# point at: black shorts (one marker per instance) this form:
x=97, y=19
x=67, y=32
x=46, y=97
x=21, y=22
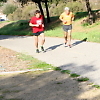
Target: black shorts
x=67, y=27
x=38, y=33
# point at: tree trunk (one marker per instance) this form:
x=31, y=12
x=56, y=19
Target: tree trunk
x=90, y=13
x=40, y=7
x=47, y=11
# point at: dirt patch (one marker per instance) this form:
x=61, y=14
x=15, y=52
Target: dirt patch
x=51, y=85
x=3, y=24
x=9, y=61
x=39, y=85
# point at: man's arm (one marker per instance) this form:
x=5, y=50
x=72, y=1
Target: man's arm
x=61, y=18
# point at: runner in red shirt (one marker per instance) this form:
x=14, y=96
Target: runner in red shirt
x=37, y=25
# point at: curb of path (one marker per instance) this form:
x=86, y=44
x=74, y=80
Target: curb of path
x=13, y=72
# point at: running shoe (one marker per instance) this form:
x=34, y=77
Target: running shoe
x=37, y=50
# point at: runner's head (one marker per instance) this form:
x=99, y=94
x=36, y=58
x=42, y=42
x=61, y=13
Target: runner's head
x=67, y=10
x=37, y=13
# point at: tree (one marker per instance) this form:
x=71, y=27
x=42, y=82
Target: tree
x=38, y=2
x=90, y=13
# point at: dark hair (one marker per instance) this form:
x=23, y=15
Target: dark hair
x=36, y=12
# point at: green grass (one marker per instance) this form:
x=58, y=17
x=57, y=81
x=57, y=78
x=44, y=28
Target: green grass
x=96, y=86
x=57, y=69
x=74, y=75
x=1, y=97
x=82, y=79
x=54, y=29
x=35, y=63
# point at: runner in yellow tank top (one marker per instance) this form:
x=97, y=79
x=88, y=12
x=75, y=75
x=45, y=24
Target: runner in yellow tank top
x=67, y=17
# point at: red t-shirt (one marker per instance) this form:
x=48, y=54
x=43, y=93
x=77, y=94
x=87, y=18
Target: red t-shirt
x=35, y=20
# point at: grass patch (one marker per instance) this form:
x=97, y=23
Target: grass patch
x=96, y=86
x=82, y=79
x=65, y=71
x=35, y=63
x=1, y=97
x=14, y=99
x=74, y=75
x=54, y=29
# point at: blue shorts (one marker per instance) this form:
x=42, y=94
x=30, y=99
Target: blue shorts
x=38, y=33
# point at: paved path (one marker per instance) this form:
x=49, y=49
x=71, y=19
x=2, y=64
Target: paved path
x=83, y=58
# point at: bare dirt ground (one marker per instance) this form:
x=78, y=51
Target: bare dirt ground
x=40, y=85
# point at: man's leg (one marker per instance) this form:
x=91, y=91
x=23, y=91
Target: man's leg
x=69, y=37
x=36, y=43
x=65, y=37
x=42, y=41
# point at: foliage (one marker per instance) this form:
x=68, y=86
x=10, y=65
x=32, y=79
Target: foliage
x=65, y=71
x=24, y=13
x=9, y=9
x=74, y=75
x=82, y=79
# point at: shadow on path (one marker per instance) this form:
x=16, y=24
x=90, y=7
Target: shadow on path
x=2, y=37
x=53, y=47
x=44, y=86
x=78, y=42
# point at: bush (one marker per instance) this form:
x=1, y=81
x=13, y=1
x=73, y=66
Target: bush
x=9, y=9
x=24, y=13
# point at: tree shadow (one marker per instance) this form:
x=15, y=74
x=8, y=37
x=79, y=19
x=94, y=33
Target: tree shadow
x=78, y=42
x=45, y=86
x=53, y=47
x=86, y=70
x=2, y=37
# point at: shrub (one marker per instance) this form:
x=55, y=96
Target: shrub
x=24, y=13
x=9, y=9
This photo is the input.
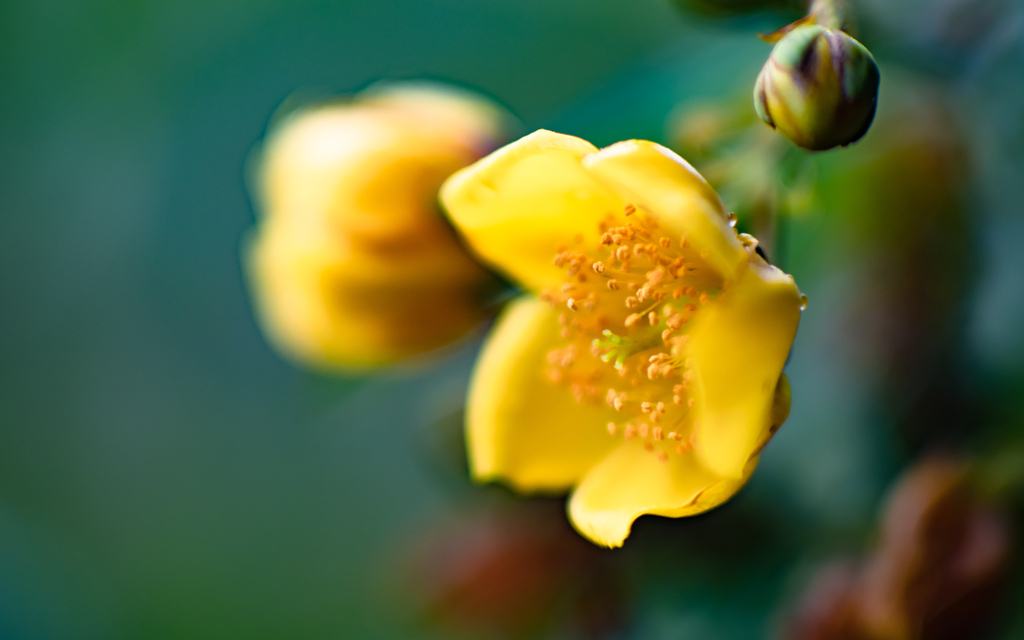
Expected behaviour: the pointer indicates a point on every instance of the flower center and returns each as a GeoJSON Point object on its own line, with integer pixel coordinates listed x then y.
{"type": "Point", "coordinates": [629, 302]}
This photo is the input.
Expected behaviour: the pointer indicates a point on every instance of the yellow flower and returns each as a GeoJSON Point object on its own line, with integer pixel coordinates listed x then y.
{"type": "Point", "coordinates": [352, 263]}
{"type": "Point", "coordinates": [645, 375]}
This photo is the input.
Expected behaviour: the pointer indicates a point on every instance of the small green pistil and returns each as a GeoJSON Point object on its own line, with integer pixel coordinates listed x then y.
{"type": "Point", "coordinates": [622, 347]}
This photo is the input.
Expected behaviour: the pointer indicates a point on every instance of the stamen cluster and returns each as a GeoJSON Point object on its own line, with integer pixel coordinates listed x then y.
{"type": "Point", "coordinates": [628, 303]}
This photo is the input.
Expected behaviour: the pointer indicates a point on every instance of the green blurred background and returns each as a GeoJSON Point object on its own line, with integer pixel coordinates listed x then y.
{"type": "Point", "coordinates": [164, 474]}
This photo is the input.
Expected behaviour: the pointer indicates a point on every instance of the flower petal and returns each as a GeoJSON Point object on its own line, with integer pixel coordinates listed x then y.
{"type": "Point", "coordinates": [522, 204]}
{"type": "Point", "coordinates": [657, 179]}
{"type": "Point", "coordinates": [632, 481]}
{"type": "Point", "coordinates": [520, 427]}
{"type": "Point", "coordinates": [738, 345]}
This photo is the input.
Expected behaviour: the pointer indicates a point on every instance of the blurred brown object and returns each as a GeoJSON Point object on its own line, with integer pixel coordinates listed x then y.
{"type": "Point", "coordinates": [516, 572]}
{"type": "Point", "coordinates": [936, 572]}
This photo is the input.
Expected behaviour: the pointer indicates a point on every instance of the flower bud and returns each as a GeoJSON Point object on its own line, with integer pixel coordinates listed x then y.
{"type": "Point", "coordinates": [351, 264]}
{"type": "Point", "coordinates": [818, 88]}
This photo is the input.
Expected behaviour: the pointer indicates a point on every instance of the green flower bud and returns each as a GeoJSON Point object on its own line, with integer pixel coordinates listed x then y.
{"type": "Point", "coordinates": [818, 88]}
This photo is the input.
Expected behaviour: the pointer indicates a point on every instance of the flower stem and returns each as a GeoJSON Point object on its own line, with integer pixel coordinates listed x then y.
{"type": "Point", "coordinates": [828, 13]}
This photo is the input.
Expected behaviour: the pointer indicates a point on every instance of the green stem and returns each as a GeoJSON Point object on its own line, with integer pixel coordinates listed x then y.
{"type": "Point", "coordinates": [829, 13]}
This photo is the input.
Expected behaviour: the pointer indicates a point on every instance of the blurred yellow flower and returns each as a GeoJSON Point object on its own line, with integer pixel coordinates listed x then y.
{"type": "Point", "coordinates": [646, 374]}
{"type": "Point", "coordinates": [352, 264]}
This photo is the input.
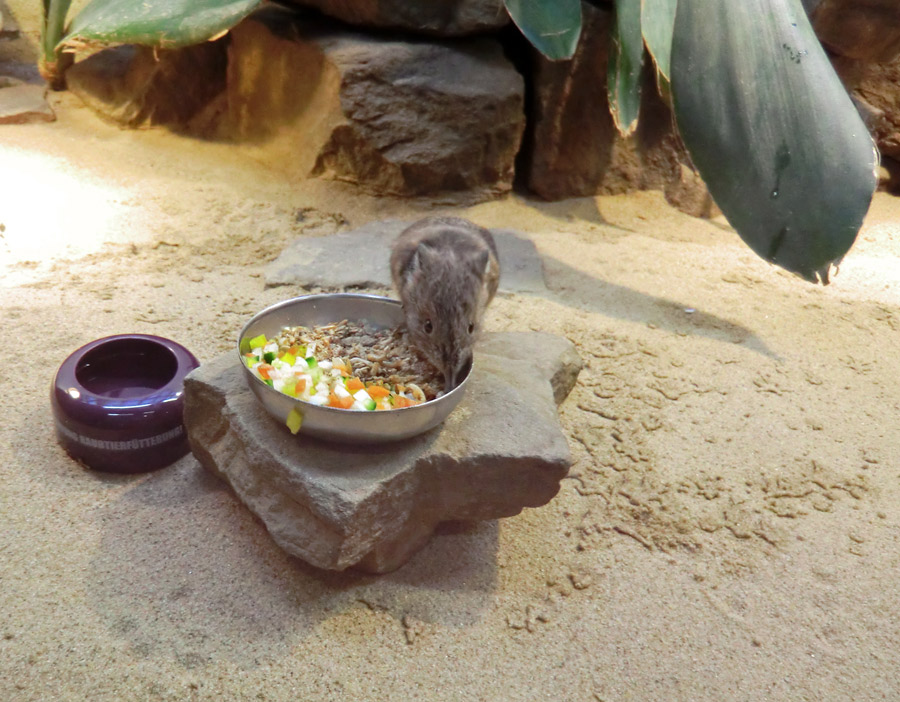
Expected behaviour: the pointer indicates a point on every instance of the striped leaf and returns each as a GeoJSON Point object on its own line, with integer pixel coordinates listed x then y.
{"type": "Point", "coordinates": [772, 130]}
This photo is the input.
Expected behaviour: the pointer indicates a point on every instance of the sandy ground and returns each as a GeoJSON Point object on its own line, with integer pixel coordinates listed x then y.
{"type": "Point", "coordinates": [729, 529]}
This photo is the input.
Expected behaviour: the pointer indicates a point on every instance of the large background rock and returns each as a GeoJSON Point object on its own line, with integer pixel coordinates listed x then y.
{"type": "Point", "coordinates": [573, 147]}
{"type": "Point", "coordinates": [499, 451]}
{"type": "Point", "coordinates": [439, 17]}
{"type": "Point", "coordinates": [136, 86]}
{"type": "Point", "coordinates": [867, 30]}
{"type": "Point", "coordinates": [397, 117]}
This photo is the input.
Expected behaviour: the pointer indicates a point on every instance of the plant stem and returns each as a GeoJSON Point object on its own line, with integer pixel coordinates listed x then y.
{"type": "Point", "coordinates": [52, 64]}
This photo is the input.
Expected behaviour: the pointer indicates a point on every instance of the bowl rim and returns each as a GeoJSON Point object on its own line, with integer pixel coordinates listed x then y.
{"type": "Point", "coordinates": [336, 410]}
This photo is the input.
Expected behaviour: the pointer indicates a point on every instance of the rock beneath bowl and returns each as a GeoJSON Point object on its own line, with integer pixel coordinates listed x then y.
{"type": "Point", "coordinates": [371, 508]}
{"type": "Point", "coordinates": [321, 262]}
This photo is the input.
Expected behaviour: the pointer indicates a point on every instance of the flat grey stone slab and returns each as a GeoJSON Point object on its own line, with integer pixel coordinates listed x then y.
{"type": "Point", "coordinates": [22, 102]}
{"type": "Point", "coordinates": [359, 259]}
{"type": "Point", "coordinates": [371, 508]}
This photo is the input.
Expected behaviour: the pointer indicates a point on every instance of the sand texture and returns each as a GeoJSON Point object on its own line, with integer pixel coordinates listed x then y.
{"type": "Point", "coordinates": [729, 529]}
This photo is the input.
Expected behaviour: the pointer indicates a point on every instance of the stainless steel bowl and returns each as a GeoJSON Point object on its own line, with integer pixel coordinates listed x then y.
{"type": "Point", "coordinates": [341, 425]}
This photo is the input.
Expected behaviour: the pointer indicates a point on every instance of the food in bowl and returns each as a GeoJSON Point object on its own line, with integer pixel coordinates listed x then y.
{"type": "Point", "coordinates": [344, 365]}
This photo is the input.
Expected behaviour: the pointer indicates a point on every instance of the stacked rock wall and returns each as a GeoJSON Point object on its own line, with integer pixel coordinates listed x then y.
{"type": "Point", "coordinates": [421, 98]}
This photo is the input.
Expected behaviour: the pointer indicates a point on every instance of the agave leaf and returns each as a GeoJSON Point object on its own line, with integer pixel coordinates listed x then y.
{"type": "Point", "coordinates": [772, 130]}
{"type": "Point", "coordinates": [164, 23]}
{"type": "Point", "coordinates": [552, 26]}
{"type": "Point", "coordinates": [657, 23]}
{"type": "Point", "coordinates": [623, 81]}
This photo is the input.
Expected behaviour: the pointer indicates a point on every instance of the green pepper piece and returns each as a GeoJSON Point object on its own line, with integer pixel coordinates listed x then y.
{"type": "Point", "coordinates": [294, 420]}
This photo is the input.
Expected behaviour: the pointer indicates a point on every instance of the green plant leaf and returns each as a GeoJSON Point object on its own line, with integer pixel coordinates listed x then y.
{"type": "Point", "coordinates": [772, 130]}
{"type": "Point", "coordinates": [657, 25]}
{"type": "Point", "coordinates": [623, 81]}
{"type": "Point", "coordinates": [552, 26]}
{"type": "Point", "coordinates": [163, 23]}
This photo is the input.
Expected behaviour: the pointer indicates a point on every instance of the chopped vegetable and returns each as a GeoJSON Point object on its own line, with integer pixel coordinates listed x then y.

▬▬▬▬▬▬

WHAT YOU ARE ASKED TO DO -
All lines above from the line with "# point at: runner's" through the line with "# point at: shadow", both included, are to be set down exactly, with nothing else.

EXPECTED ANSWER -
# point at: runner's head (one marker per instance) this form:
x=99, y=94
x=36, y=58
x=42, y=42
x=61, y=13
Target: runner's head
x=67, y=10
x=37, y=13
# point at: tree (one marker per instance) this form:
x=71, y=27
x=42, y=82
Target: tree
x=38, y=2
x=90, y=13
# point at: dark hair (one marker per instance) this form:
x=23, y=15
Target: dark hair
x=36, y=12
# point at: green grass (one marker per instance) this form:
x=58, y=17
x=57, y=81
x=57, y=78
x=44, y=28
Target: green grass
x=96, y=86
x=57, y=69
x=74, y=75
x=1, y=97
x=82, y=79
x=54, y=29
x=35, y=63
# point at: runner in yellow tank top (one marker per instance) this form:
x=97, y=79
x=88, y=12
x=75, y=75
x=45, y=24
Target: runner in yellow tank top
x=67, y=17
# point at: red t-shirt (one marker per instance) this form:
x=48, y=54
x=43, y=93
x=77, y=94
x=87, y=18
Target: red t-shirt
x=35, y=20
# point at: grass patch (one marker per instance) this form:
x=97, y=23
Target: grass patch
x=96, y=86
x=82, y=79
x=65, y=71
x=35, y=63
x=1, y=97
x=14, y=99
x=74, y=75
x=54, y=29
# point at: blue shorts (one marker per instance) this form:
x=42, y=94
x=30, y=99
Target: blue shorts
x=38, y=33
# point at: paved path (one marker per instance) this form:
x=49, y=49
x=71, y=19
x=2, y=64
Target: paved path
x=83, y=58
# point at: bare dirt ground (one marker per instance) this form:
x=78, y=51
Target: bare dirt ground
x=40, y=85
# point at: man's leg (one marker per instance) this form:
x=91, y=91
x=23, y=91
Target: man's leg
x=69, y=37
x=36, y=43
x=65, y=37
x=42, y=41
# point at: foliage (one marker per instance) this form:
x=68, y=86
x=10, y=65
x=32, y=79
Target: foliage
x=65, y=71
x=24, y=13
x=9, y=9
x=74, y=75
x=82, y=79
# point at: shadow on path (one marker per instance) this form:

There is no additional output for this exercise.